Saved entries

BEGIN

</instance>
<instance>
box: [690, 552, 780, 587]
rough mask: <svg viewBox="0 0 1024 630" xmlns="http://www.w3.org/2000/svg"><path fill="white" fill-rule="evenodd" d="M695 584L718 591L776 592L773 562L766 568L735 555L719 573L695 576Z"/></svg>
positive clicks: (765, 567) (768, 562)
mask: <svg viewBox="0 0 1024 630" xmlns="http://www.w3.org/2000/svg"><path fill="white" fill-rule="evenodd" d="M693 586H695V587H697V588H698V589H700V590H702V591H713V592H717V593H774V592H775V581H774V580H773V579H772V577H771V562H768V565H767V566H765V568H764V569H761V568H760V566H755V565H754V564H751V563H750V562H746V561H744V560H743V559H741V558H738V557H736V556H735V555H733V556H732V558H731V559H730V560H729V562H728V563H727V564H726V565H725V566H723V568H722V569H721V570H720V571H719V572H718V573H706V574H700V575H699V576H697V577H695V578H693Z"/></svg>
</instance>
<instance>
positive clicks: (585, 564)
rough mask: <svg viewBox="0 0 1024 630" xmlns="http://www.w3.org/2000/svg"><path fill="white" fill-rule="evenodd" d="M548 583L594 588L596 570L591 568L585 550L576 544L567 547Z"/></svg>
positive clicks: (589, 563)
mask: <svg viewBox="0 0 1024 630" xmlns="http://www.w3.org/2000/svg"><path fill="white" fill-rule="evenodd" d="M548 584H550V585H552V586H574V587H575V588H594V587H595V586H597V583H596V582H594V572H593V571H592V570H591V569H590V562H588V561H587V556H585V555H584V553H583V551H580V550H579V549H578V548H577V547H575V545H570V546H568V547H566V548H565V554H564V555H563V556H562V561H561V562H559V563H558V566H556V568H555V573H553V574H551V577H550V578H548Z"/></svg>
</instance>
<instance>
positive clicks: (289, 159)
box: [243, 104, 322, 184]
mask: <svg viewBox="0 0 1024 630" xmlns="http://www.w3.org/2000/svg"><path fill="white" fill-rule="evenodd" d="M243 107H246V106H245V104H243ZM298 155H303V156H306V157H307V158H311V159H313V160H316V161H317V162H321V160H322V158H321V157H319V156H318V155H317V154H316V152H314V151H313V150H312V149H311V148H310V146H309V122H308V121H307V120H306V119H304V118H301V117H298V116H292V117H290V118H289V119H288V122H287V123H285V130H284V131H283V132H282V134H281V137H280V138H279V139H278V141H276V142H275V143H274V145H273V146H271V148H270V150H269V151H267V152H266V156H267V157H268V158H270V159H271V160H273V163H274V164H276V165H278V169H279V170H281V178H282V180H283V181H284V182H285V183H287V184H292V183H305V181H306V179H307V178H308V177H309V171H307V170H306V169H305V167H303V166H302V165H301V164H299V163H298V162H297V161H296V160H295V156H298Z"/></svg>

END
BEGIN

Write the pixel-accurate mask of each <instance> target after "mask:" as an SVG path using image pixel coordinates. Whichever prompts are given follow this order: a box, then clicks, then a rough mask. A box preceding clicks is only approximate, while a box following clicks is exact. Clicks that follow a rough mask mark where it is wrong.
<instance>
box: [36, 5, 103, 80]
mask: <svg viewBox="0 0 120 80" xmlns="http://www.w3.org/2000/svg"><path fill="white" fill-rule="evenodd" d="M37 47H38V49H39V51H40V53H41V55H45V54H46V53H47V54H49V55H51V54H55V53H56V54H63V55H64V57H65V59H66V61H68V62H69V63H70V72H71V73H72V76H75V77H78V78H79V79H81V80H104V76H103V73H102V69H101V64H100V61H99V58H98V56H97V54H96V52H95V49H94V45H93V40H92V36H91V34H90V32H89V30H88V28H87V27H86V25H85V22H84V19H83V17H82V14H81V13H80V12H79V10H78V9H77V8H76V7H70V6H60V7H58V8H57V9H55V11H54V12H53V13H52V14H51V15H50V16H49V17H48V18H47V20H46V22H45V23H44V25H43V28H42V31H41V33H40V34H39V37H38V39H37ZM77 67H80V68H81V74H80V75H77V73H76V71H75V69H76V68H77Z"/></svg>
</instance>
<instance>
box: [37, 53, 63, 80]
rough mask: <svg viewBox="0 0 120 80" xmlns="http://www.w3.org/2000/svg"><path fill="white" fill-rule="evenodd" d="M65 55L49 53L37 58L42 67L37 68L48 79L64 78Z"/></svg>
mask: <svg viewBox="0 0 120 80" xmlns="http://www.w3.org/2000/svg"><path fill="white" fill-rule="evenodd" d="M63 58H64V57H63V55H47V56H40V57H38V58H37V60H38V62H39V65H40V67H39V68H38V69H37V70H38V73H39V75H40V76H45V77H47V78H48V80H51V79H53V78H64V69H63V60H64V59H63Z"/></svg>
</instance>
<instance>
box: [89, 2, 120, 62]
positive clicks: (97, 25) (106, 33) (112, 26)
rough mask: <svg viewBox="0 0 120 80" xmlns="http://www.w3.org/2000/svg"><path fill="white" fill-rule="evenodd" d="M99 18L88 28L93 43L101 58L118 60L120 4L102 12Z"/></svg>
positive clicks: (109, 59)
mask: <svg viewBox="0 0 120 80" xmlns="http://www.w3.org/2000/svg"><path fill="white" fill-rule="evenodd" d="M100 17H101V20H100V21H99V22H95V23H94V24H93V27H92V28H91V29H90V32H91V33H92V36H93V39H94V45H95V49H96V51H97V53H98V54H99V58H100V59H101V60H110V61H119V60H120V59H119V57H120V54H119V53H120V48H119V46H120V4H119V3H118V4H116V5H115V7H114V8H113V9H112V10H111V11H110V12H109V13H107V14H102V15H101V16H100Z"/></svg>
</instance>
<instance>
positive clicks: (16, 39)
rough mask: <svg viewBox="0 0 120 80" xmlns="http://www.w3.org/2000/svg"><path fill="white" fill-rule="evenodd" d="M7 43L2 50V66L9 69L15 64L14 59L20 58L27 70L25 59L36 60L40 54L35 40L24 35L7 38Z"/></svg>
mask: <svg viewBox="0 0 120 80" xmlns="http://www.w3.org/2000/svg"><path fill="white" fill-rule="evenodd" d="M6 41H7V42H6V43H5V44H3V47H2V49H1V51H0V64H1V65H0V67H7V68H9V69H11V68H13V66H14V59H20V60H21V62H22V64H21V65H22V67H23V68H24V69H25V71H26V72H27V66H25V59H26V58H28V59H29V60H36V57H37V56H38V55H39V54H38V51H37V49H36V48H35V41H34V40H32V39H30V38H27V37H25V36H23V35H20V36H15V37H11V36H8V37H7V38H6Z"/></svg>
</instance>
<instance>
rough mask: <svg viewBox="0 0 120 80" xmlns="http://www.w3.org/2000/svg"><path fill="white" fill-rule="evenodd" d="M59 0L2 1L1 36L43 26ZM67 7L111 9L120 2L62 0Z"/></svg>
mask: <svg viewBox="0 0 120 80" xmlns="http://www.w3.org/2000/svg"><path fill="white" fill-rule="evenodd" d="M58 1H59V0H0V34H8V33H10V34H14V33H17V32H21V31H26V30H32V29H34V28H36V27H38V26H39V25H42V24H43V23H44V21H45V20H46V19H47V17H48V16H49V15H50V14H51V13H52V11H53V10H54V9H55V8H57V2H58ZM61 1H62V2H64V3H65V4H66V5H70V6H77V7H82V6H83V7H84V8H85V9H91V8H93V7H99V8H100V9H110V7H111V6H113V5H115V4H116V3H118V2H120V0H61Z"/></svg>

END

Exercise directions ▸ Of the entries above, repeat exactly the lines from the line with "positive clicks: (765, 567) (768, 562)" through the line with "583L594 588L596 570L591", both of them included.

Exercise result ▸
positive clicks: (765, 567) (768, 562)
mask: <svg viewBox="0 0 1024 630" xmlns="http://www.w3.org/2000/svg"><path fill="white" fill-rule="evenodd" d="M693 586H695V587H697V588H698V589H700V590H702V591H713V592H717V593H774V592H775V581H774V580H773V579H772V577H771V562H768V565H767V566H765V568H764V569H761V568H760V566H755V565H754V564H751V563H750V562H746V561H744V560H743V559H741V558H738V557H736V556H735V555H733V556H732V558H731V559H730V560H729V562H728V563H727V564H726V565H725V566H723V568H722V569H721V570H720V571H719V572H718V573H706V574H700V575H699V576H697V577H695V578H693Z"/></svg>
</instance>
<instance>
positive clicks: (585, 564)
rough mask: <svg viewBox="0 0 1024 630" xmlns="http://www.w3.org/2000/svg"><path fill="white" fill-rule="evenodd" d="M548 583L594 588L596 570L591 568L585 550L576 544L567 547Z"/></svg>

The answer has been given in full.